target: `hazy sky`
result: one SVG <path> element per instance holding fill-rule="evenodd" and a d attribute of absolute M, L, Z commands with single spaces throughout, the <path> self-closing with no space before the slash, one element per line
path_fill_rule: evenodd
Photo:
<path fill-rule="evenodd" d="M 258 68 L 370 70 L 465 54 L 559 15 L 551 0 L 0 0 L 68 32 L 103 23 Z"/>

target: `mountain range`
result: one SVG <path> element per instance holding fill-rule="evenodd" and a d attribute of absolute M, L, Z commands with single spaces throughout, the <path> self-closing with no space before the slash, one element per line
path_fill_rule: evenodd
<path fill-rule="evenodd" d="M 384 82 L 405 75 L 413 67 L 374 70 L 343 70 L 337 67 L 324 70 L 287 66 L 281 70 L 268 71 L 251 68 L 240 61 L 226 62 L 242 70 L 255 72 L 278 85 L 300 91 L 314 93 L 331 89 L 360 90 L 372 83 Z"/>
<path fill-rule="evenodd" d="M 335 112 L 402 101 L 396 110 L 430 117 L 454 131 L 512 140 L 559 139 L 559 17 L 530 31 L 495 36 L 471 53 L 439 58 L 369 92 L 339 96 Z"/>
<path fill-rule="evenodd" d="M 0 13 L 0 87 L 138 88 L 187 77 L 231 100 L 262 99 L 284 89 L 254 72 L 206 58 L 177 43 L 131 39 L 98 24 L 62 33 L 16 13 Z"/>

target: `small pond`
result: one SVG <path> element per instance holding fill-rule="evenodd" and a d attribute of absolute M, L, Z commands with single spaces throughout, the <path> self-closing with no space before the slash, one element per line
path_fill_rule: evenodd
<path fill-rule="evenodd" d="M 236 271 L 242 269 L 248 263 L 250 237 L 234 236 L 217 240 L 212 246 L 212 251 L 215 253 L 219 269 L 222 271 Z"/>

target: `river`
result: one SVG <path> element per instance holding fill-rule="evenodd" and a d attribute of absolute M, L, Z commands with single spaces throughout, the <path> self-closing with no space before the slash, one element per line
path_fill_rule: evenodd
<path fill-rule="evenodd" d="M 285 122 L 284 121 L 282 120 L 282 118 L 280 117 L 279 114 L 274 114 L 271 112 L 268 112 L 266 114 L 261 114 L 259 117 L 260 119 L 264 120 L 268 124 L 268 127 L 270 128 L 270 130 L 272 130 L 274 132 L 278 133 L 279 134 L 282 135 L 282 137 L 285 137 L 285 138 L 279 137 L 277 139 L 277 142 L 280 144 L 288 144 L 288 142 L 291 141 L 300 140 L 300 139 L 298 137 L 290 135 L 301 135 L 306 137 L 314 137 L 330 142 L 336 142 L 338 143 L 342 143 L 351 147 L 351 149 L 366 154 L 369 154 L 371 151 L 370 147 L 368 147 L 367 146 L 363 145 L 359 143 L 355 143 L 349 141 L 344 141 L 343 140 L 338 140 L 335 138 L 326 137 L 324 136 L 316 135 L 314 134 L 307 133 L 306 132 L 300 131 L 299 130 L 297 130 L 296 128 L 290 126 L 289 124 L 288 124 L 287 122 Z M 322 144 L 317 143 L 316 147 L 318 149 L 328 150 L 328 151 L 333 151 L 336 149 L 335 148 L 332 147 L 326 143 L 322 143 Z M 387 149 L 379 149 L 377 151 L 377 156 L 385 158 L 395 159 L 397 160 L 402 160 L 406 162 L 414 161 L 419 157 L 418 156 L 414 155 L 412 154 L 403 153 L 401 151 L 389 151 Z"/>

※ ※ ※

» To do
Copy every line of the listing above, unchanged.

» Task result
target: `hazy sky`
result: one SVG <path> element per instance holding fill-rule="evenodd" and a d attribute of absolute M, L, Z commands with single spaces throughout, the <path> self-closing with no space before the slash, one element per line
path_fill_rule: evenodd
Photo:
<path fill-rule="evenodd" d="M 258 68 L 370 70 L 465 54 L 559 15 L 551 0 L 0 0 L 68 32 L 103 23 Z"/>

target: `mountain range`
result: one SVG <path> element per instance holding fill-rule="evenodd" and a d attribute of absolute M, L, Z commands with single spaces throughout, the <path> self-closing with no space before the slash, one element per line
path_fill_rule: evenodd
<path fill-rule="evenodd" d="M 384 82 L 405 75 L 413 67 L 374 70 L 343 70 L 337 67 L 324 70 L 287 66 L 281 70 L 268 71 L 251 68 L 240 61 L 226 62 L 242 70 L 255 72 L 278 85 L 300 91 L 314 93 L 331 89 L 360 90 L 372 83 Z"/>
<path fill-rule="evenodd" d="M 335 112 L 402 101 L 396 110 L 430 117 L 454 131 L 512 140 L 559 139 L 559 17 L 530 31 L 495 36 L 471 53 L 439 58 L 369 92 L 339 96 Z"/>
<path fill-rule="evenodd" d="M 0 13 L 0 87 L 138 88 L 187 77 L 231 100 L 262 99 L 284 89 L 254 72 L 206 58 L 177 43 L 131 39 L 98 24 L 62 33 L 16 13 Z"/>

target: `small pond`
result: one SVG <path> element per instance holding fill-rule="evenodd" and a d attribute of absolute M, L, Z commands with single spaces throughout, the <path> self-closing with no space before the slash, one element per line
path_fill_rule: evenodd
<path fill-rule="evenodd" d="M 236 271 L 242 269 L 248 263 L 250 237 L 234 236 L 217 240 L 212 246 L 212 251 L 215 253 L 219 269 L 222 271 Z"/>

target: `river`
result: one SVG <path> element per instance holding fill-rule="evenodd" and a d attribute of absolute M, L, Z commands with single spaces throughout, the <path> self-closing with no space before the slash, one element per line
path_fill_rule: evenodd
<path fill-rule="evenodd" d="M 285 122 L 284 121 L 282 120 L 282 118 L 280 117 L 279 114 L 274 114 L 271 112 L 268 112 L 266 114 L 261 114 L 259 117 L 260 119 L 264 120 L 268 124 L 268 127 L 270 128 L 270 130 L 272 130 L 274 132 L 278 133 L 279 134 L 282 135 L 282 137 L 285 137 L 285 138 L 279 137 L 277 139 L 277 142 L 280 144 L 288 144 L 288 142 L 291 141 L 300 140 L 300 139 L 298 137 L 290 135 L 301 135 L 306 137 L 314 137 L 330 142 L 336 142 L 338 143 L 342 143 L 351 147 L 351 149 L 366 154 L 369 154 L 371 151 L 370 147 L 368 147 L 367 146 L 363 145 L 359 143 L 355 143 L 349 141 L 344 141 L 343 140 L 338 140 L 335 138 L 326 137 L 324 136 L 316 135 L 314 134 L 307 133 L 306 132 L 300 131 L 299 130 L 297 130 L 296 128 L 290 126 L 289 124 L 288 124 L 287 122 Z M 322 144 L 317 143 L 316 147 L 318 149 L 328 150 L 328 151 L 333 151 L 336 149 L 335 148 L 332 147 L 326 143 L 322 143 Z M 387 149 L 379 149 L 377 151 L 377 156 L 385 158 L 395 159 L 397 160 L 402 160 L 406 162 L 414 161 L 419 157 L 418 156 L 414 155 L 412 154 L 403 153 L 401 151 L 389 151 Z"/>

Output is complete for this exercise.